Task goal: Below is a listing to write out in full, exactly as given, without its pictures.

Given data:

— START —

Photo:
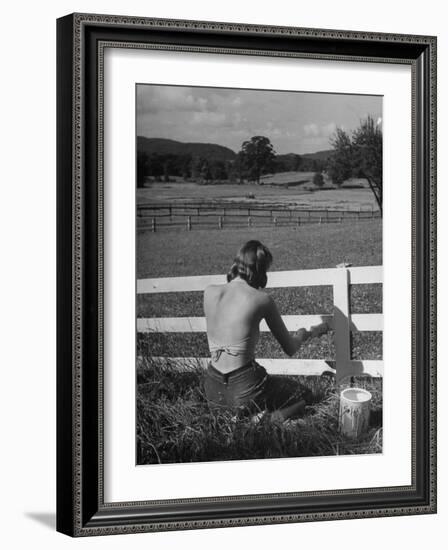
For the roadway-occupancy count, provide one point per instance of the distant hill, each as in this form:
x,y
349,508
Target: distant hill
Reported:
x,y
160,146
319,155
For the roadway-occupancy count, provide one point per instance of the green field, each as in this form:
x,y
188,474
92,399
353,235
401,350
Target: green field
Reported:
x,y
299,192
174,422
211,252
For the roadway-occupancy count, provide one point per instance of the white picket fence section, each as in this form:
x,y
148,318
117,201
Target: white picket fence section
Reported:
x,y
341,321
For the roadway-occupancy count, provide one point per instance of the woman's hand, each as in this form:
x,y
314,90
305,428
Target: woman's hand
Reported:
x,y
318,330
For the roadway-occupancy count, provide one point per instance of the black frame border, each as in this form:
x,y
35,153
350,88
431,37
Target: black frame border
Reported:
x,y
81,39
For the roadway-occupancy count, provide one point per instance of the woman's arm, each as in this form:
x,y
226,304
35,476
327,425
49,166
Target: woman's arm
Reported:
x,y
290,344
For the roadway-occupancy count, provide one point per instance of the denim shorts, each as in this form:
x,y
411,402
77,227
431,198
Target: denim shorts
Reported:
x,y
251,387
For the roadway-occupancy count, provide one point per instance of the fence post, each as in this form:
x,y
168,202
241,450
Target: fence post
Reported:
x,y
341,320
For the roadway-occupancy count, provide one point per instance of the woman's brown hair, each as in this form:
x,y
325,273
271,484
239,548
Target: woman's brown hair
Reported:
x,y
251,264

— END —

Finished task:
Photo:
For the roadway-occupancy count, provide one point per instance of the distant hill, each as in this form:
x,y
349,508
Target: distant hill
Reported:
x,y
160,146
319,155
For the roadway-occupancy count, provide one point per instance of the green field, each as in this form:
x,y
188,474
92,399
353,235
401,350
Target: green field
Reported:
x,y
299,192
174,422
211,252
For the roadway-occupancy count, provide one point per instance of the white picket fence section, each as in this form:
x,y
148,318
117,201
Target: white picket fence section
Reported:
x,y
341,321
For the roadway-occupancy count, provide one point per instance of the woman's hand, each as in this form:
x,y
314,90
305,428
Target: woman's hand
Reported:
x,y
318,330
For the roadway-occupancy count, provide one point per instance of the black frame border, each as in this form:
x,y
35,153
350,88
431,37
Target: black frame border
Reported:
x,y
81,39
For the roadway-occupancy count, provide one point per instance of the woman's arm, each as in this form:
x,y
226,304
35,476
327,425
49,166
Target: woman's arm
Reported:
x,y
290,344
For the roadway-occupancy count, provide one point per instance of the denim shorts, each as in this form:
x,y
411,402
77,227
431,198
Target: denim shorts
Reported:
x,y
251,387
For the roadway-occupancy count, provide one point per instance of the fence post, each as in this form:
x,y
168,202
241,450
Target: fence post
Reported:
x,y
341,320
For the roadway-occupancy count, provide one point per instance of the woman's brown hair, each as in this form:
x,y
325,273
271,484
239,548
Target: woman's brown hair
Reported:
x,y
251,264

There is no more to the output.